> [SET EXERCISE]
Repeat every one of the entries below with "Quickstart" swapped for "Summary" wherever it occurs, and keep everything else unchanged.
"""
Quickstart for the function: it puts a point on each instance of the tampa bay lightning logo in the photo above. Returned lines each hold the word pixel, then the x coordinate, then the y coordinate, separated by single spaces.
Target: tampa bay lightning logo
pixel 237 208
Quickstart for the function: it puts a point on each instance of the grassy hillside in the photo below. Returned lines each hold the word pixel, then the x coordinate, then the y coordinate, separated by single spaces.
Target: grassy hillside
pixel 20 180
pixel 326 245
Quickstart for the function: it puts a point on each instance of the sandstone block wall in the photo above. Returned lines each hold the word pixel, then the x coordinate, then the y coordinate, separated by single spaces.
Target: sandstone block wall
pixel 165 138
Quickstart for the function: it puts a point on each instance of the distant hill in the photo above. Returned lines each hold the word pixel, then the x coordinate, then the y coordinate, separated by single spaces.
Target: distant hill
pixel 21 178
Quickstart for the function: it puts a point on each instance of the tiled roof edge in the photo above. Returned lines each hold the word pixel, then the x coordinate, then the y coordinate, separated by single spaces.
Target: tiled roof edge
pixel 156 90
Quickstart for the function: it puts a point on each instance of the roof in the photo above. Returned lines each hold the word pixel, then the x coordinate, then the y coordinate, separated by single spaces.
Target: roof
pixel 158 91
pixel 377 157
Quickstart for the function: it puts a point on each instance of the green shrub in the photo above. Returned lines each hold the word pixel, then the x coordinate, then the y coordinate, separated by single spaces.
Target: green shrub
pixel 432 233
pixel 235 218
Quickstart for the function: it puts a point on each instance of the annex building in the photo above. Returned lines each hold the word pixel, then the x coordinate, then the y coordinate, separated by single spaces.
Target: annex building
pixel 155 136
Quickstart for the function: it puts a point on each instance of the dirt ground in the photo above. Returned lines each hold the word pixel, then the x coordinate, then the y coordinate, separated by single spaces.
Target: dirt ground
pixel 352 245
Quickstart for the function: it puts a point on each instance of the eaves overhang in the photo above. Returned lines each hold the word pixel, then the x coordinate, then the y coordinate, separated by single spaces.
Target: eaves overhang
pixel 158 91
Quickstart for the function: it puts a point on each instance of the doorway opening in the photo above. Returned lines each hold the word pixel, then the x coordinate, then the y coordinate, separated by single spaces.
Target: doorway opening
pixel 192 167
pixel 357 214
"""
> [RESPONSE FOR THIS EXERCISE]
Summary for the function: it puts a point on each instance of the tampa bay lightning logo in the photo above. Returned lines each hold the word pixel, then the x coordinate, then the y coordinate, separated by single spaces.
Target: tampa bay lightning logo
pixel 237 208
Summary for the function: it puts a point on each instance of the grassy hillside in the photo below. Returned lines each hold the word pixel, then the x coordinate, then the y coordinate, separated by single spaces.
Target: grassy hillside
pixel 20 180
pixel 326 245
Summary for the function: it puts a point on each instance of the sandstone block wall in the photo above. Returned lines each hold the word pixel, then the x coordinate, then the y coordinate, separated by single spaces.
Target: sandstone block wall
pixel 165 138
Summary for the function: it puts a point on each instance of the distant hill in the photo above. Returned lines each hold the word pixel, then the x coordinate, then the y coordinate, separated by single spaces.
Target: distant hill
pixel 21 178
Summary for the function: it puts a point on each instance of the tiled roof edge in the photo above. Returned lines each hold the word pixel, then the x coordinate, then the y coordinate, separated by single spaces.
Target: tiled roof edge
pixel 156 90
Summary for the function: it puts a point on each instance of the roof in the photo above. Returned lines each hold the word pixel, then the x coordinate, then the y coordinate, separated by single spaces.
Target: roof
pixel 158 91
pixel 377 157
Summary for the function: it puts a point on each instance of the green shrub in the photo above. Returned lines each hold the word pixel, then the x coordinate, then the y coordinate, separated by single spaces.
Target: green shrub
pixel 432 233
pixel 235 218
Summary for the function: it puts a point on each instance of the annex building in the photo above. Returned lines each hold the word pixel, then the x coordinate, then the y coordinate, separated by single spaces.
Target: annex building
pixel 155 136
Summary for the function: it puts a point on each instance of the dirt ground in the photo above. Returned lines each hold the word pixel, then the x coordinate, then the y coordinate, separated by single spaces.
Target: dirt ground
pixel 352 245
Summary for the function: it puts a point on each instance of the eaves overhang in the photo above. Returned lines each hold the word pixel, then the x coordinate, then the y coordinate, separated by single spaces.
Target: eaves overhang
pixel 158 91
Summary for the function: it puts a point on each instance of the doorway opening in the photo above. Returned lines each hold the word pixel, then the x coordinate, then the y coordinate, separated by single spaces.
Target: doorway opening
pixel 192 167
pixel 357 214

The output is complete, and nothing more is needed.